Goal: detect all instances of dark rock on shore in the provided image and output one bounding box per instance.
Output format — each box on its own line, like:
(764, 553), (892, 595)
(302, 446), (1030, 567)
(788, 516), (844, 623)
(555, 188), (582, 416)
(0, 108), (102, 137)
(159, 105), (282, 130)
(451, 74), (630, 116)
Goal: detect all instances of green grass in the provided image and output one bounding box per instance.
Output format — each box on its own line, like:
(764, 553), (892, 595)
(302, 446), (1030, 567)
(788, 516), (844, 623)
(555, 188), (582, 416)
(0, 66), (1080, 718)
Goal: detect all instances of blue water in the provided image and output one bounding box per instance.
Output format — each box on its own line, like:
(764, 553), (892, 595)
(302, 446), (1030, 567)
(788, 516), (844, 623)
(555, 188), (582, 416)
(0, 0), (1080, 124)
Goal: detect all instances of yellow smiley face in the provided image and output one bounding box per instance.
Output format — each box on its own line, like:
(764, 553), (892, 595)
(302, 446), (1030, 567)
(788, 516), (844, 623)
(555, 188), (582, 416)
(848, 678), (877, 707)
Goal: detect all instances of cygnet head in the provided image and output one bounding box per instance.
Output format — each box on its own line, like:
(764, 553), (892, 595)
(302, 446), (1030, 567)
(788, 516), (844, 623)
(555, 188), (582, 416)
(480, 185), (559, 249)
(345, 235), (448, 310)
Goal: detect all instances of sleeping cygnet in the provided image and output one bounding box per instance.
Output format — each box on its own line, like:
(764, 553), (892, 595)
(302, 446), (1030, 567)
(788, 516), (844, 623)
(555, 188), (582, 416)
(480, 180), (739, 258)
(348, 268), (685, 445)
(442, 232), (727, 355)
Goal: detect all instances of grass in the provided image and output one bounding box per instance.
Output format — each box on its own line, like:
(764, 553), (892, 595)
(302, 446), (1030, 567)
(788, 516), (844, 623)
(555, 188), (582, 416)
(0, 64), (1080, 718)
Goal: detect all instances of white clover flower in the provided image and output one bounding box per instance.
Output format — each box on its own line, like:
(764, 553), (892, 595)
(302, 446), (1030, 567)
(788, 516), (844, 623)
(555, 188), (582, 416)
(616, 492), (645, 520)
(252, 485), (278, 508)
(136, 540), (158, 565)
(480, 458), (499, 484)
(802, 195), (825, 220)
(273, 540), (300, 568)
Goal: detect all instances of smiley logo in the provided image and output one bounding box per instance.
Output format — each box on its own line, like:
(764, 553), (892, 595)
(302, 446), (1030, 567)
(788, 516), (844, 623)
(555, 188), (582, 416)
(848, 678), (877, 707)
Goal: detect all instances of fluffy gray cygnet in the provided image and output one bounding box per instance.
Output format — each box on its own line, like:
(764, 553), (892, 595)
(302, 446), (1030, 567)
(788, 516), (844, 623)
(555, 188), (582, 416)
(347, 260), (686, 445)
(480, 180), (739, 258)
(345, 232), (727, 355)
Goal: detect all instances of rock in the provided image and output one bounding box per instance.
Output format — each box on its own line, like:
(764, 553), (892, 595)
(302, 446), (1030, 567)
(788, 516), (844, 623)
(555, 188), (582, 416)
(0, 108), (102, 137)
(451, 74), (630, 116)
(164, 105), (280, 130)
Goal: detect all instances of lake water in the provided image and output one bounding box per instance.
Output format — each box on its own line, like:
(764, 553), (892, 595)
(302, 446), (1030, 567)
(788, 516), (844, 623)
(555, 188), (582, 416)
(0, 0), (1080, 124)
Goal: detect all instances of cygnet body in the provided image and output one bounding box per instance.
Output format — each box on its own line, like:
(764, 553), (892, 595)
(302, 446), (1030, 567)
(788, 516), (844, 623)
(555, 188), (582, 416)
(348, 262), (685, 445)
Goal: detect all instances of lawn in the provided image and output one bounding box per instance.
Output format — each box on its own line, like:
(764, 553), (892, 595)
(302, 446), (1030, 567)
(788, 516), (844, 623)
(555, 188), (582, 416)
=-=-=-=-=
*TASK STATEMENT*
Copy the lines above word for word, starting with the line that contains "Goal: detect all instances of cygnet head" and going on through the line that contains "(345, 235), (448, 310)".

*WORKED SOLUTION*
Goal: detect all instances of cygnet head in the provided image and output one bounding box per instance.
Output format — each box on its own line, like:
(764, 553), (892, 595)
(302, 446), (1030, 567)
(788, 516), (844, 623)
(555, 188), (582, 416)
(480, 185), (559, 249)
(345, 235), (448, 310)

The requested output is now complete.